[ACTIVITIES]
1/ From the post on Cleantech venture capital, copy the passage word for word, starting at "The IT methods" and ending at "the tech market.".
2/ Answer these questions from the post on Cleantech venture capital:
(a) What three things does the post say VCs look for when funding tech companies?
(b) Who does the post name as the founder of techstars?
(c) In what year, according to the post, did anybody with a modem know that a website for selling and buying books was technically possible?

Friday, October 26, 2012

The failure of Cleantech VC

For those looking for VC Cleantech funding, these are rather dark days. While sad, there is a reason VCs are jumping the Cleantech ship: the returns over the past 10 years have really sucked really bad. The question is why? Why have VC IRRs dropped from 40 during the days of tech to <10 in the days of Cleantech?

Although nobody knows the right answer, two things are clear: Cleantech does not appear to be capable of producing the explosive returns that tech companies can and something is fundamentally wrong with the process that VCs are using to decide what companies to fund and what companies to reject. Lets look at both these issues.

Cleantech companies cannot deliver the explosive returns of tech/web
Yes. How could this not be the case. In Cleantech it takes orders of magnitude more time and money to reach commercialization in a market with intrenched incumbents. Clearly the return on a successful company is not going to be the same as a return on a successful tech company. So why would you fund companies with the same approach?

The slow to come, low returns of Cleantech have been discussed again and again, but nobody seems to change the game. Many Cleantech exits have reached the magic 10X return mark, but  if you want to maintain a that level across your entire fund, you cant count on a single tremendous success to cary your fund. Instead, you need to ensure that, since each success will be smaller and slower than a tech success, your success ratio is much higher. But how...

The IT methods
The VC selection process was created funding tech companies. In order to figure out why this method is not working for cleantech, it is important to understand the things VCs look for when funding tech companies: idea, team, and go-to-market. For tech companies this approach works due to the structure of the tech market.

Idea: in tech, the idea is the least important of the three things VCs look at. This actually makes a lot of sense because in tech, the ideas are usually technically simple and easy to fact-check. Take Amazon, can you create a website that allows people to sell and buy books? Yes, even in 1994 anybody with a modem knew that this was technically possible. So the idea is not that important to VCs and thus, the VCs did not need to be computer scientists that understood the details of how an IT system would be setup to handle selling books online.

Team: this is one of the important ones. I think there is debate about weather go-to-market or team is more important for tech. But either way, both is significantly more important then the idea. Infact, the founder of techstars, David Cohen, makes it a point to tell each new group to consider dropping their idea. "we funded you, we didn't fund your idea. feel free to change your idea". Its hard to find a more clear description of the preference of Team over Idea in the tech world. And really, this makes a ton of sense for tech. If Amazon had realized 1 month in that they couldn't get a website to run that would sell books how hard would it have been to do a technical pivot? Not hard. In tech, technical pivots are relatively easy, but having the vision to see where to pivot is hard. So putting team before idea makes sense and delivers results.

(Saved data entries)

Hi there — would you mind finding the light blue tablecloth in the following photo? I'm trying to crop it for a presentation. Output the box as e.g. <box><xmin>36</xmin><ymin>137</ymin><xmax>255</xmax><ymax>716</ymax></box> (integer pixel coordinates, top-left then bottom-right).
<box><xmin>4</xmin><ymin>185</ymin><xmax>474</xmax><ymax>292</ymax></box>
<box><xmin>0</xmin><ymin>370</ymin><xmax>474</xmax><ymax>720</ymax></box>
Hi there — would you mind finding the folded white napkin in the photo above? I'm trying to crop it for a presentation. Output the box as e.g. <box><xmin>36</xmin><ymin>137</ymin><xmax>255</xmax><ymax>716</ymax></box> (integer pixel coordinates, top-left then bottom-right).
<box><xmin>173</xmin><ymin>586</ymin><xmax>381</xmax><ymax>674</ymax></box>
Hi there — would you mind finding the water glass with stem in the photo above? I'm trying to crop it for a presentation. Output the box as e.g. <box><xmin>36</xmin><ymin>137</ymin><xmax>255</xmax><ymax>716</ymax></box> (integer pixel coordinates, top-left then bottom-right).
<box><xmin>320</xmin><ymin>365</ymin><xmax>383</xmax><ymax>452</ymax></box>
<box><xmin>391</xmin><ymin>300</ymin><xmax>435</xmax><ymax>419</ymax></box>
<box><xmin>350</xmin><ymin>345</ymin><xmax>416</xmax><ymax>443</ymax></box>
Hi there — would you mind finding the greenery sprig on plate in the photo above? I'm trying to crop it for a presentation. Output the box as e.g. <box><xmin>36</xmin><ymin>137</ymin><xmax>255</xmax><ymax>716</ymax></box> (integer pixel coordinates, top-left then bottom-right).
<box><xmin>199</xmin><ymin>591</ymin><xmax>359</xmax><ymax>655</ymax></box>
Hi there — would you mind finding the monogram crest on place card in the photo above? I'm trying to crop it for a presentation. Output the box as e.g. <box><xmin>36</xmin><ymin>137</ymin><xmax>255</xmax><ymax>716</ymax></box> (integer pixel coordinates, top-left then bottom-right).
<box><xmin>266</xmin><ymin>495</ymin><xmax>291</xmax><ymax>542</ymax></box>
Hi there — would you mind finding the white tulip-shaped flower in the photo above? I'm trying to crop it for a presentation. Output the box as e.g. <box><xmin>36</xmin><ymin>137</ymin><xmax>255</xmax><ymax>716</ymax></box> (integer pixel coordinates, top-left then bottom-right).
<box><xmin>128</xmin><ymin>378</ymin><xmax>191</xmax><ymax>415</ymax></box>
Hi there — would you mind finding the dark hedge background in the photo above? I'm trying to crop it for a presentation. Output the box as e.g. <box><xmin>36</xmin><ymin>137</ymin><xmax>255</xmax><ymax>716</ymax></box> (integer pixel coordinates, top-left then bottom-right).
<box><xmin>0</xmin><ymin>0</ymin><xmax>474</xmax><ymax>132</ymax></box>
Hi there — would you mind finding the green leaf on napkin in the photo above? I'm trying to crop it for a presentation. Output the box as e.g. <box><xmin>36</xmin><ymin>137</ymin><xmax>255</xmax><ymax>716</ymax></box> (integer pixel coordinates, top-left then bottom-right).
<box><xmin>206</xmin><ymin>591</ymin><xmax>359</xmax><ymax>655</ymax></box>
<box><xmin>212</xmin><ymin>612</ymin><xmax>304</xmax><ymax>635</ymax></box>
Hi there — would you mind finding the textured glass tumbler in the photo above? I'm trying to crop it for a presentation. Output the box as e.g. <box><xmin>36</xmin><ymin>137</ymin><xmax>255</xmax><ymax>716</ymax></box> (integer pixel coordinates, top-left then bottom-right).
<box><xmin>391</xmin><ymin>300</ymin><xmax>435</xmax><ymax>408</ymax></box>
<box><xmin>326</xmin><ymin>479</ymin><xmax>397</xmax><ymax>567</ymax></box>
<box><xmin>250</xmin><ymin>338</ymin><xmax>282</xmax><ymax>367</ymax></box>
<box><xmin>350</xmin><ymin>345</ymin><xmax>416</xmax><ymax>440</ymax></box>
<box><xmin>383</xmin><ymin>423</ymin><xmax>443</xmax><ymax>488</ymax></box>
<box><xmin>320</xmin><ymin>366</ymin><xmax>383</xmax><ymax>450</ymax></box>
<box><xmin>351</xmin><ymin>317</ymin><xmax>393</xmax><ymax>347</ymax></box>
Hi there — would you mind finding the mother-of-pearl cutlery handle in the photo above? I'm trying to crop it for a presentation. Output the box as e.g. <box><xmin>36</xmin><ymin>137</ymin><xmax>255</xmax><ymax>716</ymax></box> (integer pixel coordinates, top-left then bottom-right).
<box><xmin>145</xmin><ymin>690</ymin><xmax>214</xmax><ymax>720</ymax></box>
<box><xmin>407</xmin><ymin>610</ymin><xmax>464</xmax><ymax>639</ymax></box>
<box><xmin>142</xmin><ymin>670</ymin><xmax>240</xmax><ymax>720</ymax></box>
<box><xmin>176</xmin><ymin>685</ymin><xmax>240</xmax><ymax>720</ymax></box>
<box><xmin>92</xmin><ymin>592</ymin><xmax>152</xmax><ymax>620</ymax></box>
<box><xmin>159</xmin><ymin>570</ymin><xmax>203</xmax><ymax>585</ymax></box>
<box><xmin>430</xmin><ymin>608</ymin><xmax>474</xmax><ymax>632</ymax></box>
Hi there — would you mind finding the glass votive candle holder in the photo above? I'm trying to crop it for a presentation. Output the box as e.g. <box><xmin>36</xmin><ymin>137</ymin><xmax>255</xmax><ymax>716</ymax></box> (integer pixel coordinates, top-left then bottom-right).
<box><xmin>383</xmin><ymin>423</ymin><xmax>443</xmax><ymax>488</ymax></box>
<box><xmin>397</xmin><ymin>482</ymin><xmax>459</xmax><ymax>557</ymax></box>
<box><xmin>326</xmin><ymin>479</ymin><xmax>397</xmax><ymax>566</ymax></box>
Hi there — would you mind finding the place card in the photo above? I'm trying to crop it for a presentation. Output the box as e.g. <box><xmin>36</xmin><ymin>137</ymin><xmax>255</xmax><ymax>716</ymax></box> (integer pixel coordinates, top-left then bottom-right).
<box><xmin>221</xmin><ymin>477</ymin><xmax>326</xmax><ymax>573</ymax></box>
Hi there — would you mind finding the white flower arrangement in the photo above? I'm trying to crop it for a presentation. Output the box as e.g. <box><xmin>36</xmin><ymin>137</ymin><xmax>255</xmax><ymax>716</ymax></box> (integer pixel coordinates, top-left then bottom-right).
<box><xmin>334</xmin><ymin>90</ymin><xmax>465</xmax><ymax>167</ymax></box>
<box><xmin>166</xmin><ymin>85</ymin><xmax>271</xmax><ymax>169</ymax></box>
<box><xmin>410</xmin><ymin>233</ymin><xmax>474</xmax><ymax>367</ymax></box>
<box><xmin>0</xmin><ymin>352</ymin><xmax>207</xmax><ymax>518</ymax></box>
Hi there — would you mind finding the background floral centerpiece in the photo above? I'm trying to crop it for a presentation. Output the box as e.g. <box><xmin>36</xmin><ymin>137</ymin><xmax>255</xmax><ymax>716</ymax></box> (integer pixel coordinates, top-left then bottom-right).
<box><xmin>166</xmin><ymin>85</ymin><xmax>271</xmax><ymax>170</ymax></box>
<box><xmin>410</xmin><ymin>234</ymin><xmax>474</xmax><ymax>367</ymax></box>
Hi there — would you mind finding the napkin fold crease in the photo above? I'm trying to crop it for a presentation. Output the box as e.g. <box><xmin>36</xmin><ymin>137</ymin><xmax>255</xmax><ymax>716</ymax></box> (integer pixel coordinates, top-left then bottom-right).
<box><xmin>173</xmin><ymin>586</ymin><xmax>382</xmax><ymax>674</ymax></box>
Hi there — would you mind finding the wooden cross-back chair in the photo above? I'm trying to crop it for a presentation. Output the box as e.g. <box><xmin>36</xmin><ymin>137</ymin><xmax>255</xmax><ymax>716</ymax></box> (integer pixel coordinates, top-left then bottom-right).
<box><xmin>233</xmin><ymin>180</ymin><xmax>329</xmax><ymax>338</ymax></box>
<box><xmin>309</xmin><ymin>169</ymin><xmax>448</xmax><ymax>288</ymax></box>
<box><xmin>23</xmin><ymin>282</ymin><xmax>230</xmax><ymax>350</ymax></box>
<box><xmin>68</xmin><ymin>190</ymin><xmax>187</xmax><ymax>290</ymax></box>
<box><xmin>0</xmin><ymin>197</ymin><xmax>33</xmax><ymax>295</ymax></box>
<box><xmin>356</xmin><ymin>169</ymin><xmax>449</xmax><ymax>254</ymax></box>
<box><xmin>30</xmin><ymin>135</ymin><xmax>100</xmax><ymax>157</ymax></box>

[EXPECTED RESULTS]
1/
The IT methods
The VC selection process was created funding tech companies. In order to figure out why this method is not working for cleantech, it is important to understand the things VCs look for when funding tech companies: idea, team, and go-to-market. For tech companies this approach works due to the structure of the tech market.

2/
(a) Idea, team, and go-to-market.
(b) David Cohen.
(c) 1994.